▶ **Page excerpt**
<<<<
Restrict access to the exposed webhook

Exposing the webhook outside the cluster widens its attack surface, so lock it down with the network so that only the EKS control plane can reach it:

  • For a NodePort, add an inbound rule to the worker nodes' security group that allows the chosen node port only from the EKS cluster security group (the security group associated with the control plane / the cluster's ENIs). Deny it from everywhere else.
  • For an internal LoadBalancer, scope its security group / source ranges the same way and keep the load balancer internal (service.beta.kubernetes.io/aws-load-balancer-internal) so it is never reachable from the public internet.
>>>>
▶ **Material supplied**
<<<<
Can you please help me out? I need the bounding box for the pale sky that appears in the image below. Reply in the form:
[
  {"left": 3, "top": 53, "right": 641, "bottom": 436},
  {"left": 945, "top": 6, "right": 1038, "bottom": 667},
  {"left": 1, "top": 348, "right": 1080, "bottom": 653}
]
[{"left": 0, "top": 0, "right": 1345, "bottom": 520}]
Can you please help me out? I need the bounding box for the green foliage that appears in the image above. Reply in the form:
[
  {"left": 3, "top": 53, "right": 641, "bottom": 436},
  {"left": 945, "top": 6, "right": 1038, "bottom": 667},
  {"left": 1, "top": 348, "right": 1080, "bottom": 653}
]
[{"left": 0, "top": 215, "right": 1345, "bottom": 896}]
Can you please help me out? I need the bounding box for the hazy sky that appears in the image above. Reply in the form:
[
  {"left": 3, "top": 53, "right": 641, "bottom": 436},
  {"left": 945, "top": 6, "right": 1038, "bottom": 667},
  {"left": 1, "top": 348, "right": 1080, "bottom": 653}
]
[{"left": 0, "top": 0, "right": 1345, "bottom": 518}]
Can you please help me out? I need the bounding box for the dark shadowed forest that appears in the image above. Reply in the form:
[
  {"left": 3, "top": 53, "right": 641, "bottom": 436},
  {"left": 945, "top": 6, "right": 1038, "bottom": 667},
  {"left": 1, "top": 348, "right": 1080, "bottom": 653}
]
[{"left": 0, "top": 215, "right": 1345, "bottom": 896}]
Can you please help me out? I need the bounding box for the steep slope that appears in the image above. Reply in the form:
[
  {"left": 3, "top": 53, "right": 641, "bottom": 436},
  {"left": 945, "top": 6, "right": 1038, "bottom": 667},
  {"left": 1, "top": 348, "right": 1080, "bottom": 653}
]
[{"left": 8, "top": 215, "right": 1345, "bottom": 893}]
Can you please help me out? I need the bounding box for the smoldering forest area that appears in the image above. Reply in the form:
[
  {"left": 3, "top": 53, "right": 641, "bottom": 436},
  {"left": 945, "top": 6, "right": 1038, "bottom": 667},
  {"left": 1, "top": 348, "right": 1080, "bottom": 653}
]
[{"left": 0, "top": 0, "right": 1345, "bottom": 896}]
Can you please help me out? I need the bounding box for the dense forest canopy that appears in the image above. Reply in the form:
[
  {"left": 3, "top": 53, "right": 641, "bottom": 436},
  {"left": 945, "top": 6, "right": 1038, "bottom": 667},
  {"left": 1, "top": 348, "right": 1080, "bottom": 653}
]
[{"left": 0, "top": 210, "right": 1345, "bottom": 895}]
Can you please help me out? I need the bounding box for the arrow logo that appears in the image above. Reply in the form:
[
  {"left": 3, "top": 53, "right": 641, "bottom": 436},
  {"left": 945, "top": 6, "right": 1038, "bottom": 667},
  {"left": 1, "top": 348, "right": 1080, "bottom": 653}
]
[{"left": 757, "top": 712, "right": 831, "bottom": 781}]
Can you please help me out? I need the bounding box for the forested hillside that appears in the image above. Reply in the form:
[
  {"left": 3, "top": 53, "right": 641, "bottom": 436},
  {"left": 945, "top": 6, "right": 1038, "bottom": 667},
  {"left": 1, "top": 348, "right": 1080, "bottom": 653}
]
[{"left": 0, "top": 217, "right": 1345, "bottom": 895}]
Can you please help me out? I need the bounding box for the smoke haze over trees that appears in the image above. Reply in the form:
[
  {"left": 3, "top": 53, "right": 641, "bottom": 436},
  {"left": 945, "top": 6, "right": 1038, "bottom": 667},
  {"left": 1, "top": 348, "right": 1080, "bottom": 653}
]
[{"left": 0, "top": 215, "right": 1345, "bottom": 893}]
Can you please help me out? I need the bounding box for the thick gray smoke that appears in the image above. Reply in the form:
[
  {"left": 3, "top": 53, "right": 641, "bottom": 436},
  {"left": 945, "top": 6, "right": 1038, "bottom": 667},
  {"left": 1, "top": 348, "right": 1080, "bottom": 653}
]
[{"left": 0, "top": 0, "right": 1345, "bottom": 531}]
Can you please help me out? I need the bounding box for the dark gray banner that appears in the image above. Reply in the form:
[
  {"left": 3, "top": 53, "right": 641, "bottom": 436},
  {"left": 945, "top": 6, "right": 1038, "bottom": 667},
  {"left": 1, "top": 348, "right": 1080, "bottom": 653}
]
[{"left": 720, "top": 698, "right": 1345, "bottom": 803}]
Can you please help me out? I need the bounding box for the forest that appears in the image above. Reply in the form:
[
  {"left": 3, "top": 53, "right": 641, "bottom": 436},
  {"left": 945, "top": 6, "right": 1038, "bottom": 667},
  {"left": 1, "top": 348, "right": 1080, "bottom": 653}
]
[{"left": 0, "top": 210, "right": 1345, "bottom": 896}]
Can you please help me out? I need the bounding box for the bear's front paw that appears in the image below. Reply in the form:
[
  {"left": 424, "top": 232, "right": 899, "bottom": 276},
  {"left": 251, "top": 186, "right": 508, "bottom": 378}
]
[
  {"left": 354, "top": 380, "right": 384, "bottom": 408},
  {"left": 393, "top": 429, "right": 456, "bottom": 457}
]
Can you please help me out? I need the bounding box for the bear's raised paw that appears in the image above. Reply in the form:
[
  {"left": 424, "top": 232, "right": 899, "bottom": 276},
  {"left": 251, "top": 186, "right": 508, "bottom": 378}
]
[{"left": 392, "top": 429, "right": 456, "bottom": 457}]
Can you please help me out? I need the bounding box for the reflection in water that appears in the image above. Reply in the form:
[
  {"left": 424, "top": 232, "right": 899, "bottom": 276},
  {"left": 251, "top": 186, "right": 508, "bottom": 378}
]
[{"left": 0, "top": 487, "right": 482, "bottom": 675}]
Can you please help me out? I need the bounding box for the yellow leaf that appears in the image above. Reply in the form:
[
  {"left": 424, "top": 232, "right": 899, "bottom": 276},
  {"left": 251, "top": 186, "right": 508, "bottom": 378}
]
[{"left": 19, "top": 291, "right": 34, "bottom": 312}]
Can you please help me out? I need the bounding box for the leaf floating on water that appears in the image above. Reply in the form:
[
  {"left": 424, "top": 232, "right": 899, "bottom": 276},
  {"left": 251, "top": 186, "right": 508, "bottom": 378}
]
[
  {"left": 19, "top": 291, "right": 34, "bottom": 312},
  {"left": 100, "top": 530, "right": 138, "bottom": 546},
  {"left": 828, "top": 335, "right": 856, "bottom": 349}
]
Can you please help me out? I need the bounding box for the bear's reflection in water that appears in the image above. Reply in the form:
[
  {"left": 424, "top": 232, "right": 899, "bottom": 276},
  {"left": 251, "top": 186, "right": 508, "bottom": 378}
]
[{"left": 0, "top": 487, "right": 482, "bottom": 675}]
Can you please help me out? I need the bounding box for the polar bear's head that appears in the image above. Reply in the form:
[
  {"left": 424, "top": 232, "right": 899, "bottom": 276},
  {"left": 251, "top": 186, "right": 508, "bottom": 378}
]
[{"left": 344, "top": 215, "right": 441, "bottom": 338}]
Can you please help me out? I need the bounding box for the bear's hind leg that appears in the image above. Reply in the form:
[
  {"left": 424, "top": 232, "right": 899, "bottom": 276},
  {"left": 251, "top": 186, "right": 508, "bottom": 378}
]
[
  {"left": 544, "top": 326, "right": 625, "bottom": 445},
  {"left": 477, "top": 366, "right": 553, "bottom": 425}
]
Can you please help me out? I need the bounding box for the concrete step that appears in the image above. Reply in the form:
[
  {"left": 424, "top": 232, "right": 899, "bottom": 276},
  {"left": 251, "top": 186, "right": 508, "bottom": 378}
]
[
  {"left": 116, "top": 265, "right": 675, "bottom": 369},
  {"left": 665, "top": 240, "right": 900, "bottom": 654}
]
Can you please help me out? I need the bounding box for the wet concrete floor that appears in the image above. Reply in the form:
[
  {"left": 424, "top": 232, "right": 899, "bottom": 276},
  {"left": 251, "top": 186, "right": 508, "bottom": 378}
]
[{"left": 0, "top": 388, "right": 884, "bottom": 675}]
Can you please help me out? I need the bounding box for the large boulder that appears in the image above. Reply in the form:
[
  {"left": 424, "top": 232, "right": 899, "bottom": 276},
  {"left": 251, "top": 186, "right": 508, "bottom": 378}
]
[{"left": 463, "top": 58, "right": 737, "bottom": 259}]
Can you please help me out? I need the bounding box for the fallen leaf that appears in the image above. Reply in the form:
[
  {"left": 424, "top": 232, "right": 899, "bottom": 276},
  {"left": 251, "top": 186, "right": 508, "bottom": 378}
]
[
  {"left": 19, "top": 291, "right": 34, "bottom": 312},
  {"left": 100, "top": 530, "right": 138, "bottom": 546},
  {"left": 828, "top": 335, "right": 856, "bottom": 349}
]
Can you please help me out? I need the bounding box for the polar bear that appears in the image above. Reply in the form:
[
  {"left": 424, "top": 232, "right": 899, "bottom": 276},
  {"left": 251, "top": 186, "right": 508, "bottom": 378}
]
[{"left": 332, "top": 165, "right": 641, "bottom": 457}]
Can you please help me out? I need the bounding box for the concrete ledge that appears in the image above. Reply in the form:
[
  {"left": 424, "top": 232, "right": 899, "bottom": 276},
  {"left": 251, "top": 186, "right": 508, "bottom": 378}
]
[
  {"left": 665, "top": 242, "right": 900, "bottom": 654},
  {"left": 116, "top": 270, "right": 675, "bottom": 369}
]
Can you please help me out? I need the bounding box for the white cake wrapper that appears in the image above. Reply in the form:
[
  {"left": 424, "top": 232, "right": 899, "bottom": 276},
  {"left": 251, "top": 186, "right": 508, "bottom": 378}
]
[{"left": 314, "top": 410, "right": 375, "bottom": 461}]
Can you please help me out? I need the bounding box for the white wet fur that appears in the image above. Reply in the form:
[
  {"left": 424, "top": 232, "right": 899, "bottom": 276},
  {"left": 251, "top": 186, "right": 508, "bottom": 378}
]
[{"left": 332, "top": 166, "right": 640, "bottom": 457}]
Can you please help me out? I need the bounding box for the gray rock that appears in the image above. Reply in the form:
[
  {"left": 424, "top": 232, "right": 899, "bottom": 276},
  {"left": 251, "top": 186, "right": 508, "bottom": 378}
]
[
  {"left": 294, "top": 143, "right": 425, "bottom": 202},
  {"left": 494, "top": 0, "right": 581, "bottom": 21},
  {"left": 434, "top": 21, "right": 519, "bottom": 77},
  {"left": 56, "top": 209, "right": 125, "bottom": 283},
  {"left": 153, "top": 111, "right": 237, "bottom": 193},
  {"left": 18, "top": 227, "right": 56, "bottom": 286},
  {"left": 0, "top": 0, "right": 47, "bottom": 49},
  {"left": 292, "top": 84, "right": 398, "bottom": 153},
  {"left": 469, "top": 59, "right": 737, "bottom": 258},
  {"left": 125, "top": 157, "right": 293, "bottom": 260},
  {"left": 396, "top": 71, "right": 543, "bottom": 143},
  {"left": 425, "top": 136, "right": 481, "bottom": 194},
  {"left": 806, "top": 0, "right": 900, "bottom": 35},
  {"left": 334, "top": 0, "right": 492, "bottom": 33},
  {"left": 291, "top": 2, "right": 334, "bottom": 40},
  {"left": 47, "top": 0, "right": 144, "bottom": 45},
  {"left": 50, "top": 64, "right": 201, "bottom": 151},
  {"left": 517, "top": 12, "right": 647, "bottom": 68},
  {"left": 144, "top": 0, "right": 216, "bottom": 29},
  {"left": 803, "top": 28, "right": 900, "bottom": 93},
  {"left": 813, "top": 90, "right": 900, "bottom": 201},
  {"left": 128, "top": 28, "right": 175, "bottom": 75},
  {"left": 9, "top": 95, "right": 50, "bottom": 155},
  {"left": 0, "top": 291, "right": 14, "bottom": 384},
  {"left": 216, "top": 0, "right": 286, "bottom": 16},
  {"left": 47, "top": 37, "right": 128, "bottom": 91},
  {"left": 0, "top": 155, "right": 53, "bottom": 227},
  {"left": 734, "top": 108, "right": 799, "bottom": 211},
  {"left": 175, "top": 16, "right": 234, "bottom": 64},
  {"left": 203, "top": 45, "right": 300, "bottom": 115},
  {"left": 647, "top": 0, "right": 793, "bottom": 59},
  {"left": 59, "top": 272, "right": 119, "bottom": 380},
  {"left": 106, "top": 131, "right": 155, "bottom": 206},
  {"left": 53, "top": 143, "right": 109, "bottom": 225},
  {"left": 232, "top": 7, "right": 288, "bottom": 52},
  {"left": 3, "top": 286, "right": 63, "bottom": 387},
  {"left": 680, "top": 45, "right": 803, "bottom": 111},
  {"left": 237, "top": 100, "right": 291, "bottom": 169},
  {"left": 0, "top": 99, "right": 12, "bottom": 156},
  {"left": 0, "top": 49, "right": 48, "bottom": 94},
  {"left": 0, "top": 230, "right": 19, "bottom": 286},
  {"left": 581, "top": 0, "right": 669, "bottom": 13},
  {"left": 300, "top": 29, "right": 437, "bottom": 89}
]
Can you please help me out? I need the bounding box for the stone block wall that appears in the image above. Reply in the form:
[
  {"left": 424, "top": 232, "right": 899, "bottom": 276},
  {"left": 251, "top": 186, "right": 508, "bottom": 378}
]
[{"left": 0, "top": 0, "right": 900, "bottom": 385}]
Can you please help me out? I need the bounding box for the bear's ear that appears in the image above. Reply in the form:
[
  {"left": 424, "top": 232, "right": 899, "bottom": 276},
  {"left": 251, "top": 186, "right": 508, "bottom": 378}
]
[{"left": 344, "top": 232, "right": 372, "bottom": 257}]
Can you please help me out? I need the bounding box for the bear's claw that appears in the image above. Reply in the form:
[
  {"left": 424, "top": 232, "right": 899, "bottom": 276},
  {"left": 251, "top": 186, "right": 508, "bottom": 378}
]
>>>>
▶ **Goal of the exercise**
Continue the passage on restricting access to the exposed webhook from where it stops. The lines are not needed for this.

▶ **Answer for the task**
TLS hostname and SAN requirements

The API server validates the webhook's serving certificate against the host it connects to. Whatever host you put in agentInjector.webhook.url (node IP/DNS name or load-balancer hostname) must appear as a Subject Alternative Name on the certificate, or the TLS handshake fails and injection silently stops again. Add every such host to agentInjector.certificate.altNames (shown above); this works for both the Helm-generated certificate and the cert-manager path. Entries are classified automatically: bare IPv4/IPv6 addresses become IP SANs and everything else becomes a DNS SAN, so both https://<node-ip>:30443/... and https://<hostname>:443/... URLs validate correctly. The default in-cluster Service DNS names (agent-injector.<namespace> and agent-injector.<namespace>.svc) are always included automatically.

info

Exposing the webhook externally is usually an upgrade of an existing traffic-manager. When the certificate was generated by Helm (agentInjector.certificate.method=helm, the default), adding altNames on an upgrade does not rotate the already-stored serving certificate, so the new SANs never take effect. Set agentInjector.certificate.regenerate=true on the upgrade that introduces the altNames:

Terminal
$ telepresence helm upgrade --values external-webhook.yaml --set agentInjector.certificate.regenerate=true

This does not apply to the cert-manager method, which reissues the certificate automatically when its dnsNames/ipAddresses change.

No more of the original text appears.